# [SET TASK 1]
In the records, retype the lines word for word, starting at the line that contains "I need to verify whether any shaded" and ending after the line that contains "xmin=0 ymin=0 xmax=300 ymax=301".
# [SET TASK 2]
Pick up the forum comment on compositing in natural-looking photographs where it stops, and carry it forward.

# [READING PASSAGE]
····················
A Tale of Two Moons: Peter Lik’s Photographs Called Out by Science - duck
https://fstoppers.com/critiques/tale-two-moons-peter-liks-photographs-called-out-science-218194
======
snowwrestler
I really can't stand compositing in natural-looking photographs. If you're
going for surrealism, or abstract, or some other synthetic aesthetic, or
you're fulfilling a commercial contract like make the product look good, then
go for it. Composite away. But when I see a photo that looks like a natural
scene, and then I find out it was composited, I lose respect for that
"photographer."

Why? Because the emotional power of a photograph is in the implicit promise
that it captures and portrays a real moment in time--not just in matters of
technical merit like color, composition, and sharpness. What makes a
strikingly original natural photo impressive is the effort that it takes to
really capture that moment.

Gluing a moon into the background of a nice photo is like walking around
wearing a Google t-shirt and telling people you founded Google. It's fake. And
it's not fair to the people who really did the thing you're claiming.
····················
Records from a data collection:
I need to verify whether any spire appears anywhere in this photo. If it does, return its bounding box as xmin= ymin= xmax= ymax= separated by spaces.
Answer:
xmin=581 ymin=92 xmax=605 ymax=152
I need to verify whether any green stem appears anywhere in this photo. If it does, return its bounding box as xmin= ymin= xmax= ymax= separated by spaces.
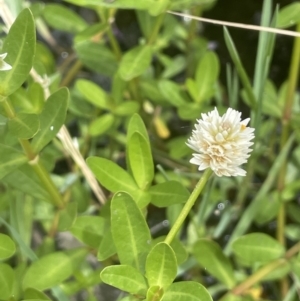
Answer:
xmin=148 ymin=14 xmax=165 ymax=45
xmin=231 ymin=259 xmax=286 ymax=295
xmin=60 ymin=60 xmax=83 ymax=87
xmin=1 ymin=99 xmax=64 ymax=208
xmin=231 ymin=242 xmax=300 ymax=295
xmin=107 ymin=25 xmax=122 ymax=61
xmin=165 ymin=169 xmax=212 ymax=244
xmin=31 ymin=161 xmax=65 ymax=209
xmin=276 ymin=23 xmax=300 ymax=298
xmin=283 ymin=23 xmax=300 ymax=121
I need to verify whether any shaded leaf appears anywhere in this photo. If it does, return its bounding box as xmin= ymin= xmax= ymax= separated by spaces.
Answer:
xmin=232 ymin=233 xmax=284 ymax=264
xmin=146 ymin=242 xmax=177 ymax=289
xmin=193 ymin=239 xmax=236 ymax=288
xmin=0 ymin=233 xmax=16 ymax=260
xmin=111 ymin=192 xmax=151 ymax=272
xmin=119 ymin=45 xmax=152 ymax=81
xmin=43 ymin=4 xmax=87 ymax=33
xmin=0 ymin=8 xmax=36 ymax=96
xmin=149 ymin=181 xmax=190 ymax=207
xmin=100 ymin=265 xmax=147 ymax=294
xmin=32 ymin=88 xmax=69 ymax=153
xmin=161 ymin=281 xmax=212 ymax=301
xmin=8 ymin=113 xmax=40 ymax=139
xmin=23 ymin=252 xmax=73 ymax=290
xmin=0 ymin=143 xmax=28 ymax=179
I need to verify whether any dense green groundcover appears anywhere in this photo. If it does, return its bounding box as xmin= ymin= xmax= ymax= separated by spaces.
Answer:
xmin=0 ymin=0 xmax=300 ymax=301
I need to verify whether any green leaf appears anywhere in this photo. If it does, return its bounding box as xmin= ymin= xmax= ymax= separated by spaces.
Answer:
xmin=161 ymin=281 xmax=212 ymax=301
xmin=127 ymin=132 xmax=154 ymax=190
xmin=57 ymin=202 xmax=77 ymax=231
xmin=74 ymin=22 xmax=109 ymax=44
xmin=75 ymin=79 xmax=108 ymax=109
xmin=127 ymin=114 xmax=150 ymax=145
xmin=153 ymin=235 xmax=188 ymax=265
xmin=158 ymin=80 xmax=186 ymax=107
xmin=0 ymin=8 xmax=35 ymax=96
xmin=32 ymin=88 xmax=69 ymax=153
xmin=195 ymin=51 xmax=220 ymax=103
xmin=23 ymin=252 xmax=73 ymax=291
xmin=135 ymin=10 xmax=156 ymax=40
xmin=97 ymin=229 xmax=117 ymax=261
xmin=149 ymin=0 xmax=171 ymax=16
xmin=146 ymin=285 xmax=164 ymax=301
xmin=149 ymin=181 xmax=190 ymax=208
xmin=119 ymin=45 xmax=152 ymax=81
xmin=276 ymin=2 xmax=300 ymax=28
xmin=70 ymin=216 xmax=105 ymax=249
xmin=0 ymin=263 xmax=15 ymax=300
xmin=74 ymin=41 xmax=118 ymax=76
xmin=161 ymin=55 xmax=187 ymax=78
xmin=111 ymin=192 xmax=151 ymax=272
xmin=100 ymin=265 xmax=147 ymax=295
xmin=43 ymin=4 xmax=87 ymax=33
xmin=193 ymin=239 xmax=235 ymax=288
xmin=146 ymin=242 xmax=177 ymax=289
xmin=87 ymin=157 xmax=138 ymax=192
xmin=178 ymin=103 xmax=203 ymax=120
xmin=24 ymin=82 xmax=45 ymax=114
xmin=0 ymin=233 xmax=16 ymax=260
xmin=113 ymin=101 xmax=140 ymax=116
xmin=9 ymin=82 xmax=45 ymax=114
xmin=0 ymin=143 xmax=28 ymax=179
xmin=8 ymin=113 xmax=40 ymax=139
xmin=89 ymin=113 xmax=115 ymax=136
xmin=24 ymin=287 xmax=51 ymax=300
xmin=232 ymin=233 xmax=284 ymax=264
xmin=2 ymin=164 xmax=51 ymax=203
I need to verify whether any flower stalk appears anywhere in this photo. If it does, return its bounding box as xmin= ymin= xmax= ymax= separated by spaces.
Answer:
xmin=165 ymin=169 xmax=213 ymax=244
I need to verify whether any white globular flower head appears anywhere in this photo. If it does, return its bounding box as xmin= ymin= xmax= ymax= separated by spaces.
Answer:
xmin=187 ymin=108 xmax=254 ymax=177
xmin=0 ymin=53 xmax=12 ymax=71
····················
# [WRITTEN ANSWER 1]
I need to verify whether any shaded leaf appears anywhere in this photo. If it does, return its bounding box as xmin= ymin= xmax= ymax= separated by spaces.
Answer:
xmin=232 ymin=233 xmax=284 ymax=264
xmin=146 ymin=242 xmax=177 ymax=289
xmin=193 ymin=239 xmax=236 ymax=288
xmin=0 ymin=233 xmax=16 ymax=260
xmin=111 ymin=192 xmax=151 ymax=272
xmin=119 ymin=45 xmax=152 ymax=81
xmin=43 ymin=4 xmax=87 ymax=33
xmin=0 ymin=8 xmax=36 ymax=96
xmin=149 ymin=181 xmax=190 ymax=207
xmin=100 ymin=265 xmax=147 ymax=294
xmin=32 ymin=88 xmax=69 ymax=153
xmin=161 ymin=281 xmax=212 ymax=301
xmin=8 ymin=113 xmax=40 ymax=139
xmin=23 ymin=252 xmax=73 ymax=290
xmin=0 ymin=143 xmax=28 ymax=179
I need to verify whether any dense green groundcover appears anywhere in this photo. If it does, return its bounding box as xmin= ymin= xmax= ymax= separated by spaces.
Answer:
xmin=0 ymin=0 xmax=300 ymax=301

# [WRITTEN ANSWER 2]
You can tell the matter of authenticity is important because of how many
photographers lie about their compositing work. If compositing is indeed a
valid artistic technique, why not lead with that in the title or photo
description? But so many people and institutions, even very top folks like
National Geographic or Art Wolfe, have failed to disclose compositing--and
that's done on purpose. Even worse are folks (like apparently Peter Lik, based
on this reporting) who invent stories (i.e. tell a lie) about the personal
efforts they went through to get a particular photo.

Folks, please: don't composite natural-looking photos. And if you do, be 100%
honest and up front about doing so.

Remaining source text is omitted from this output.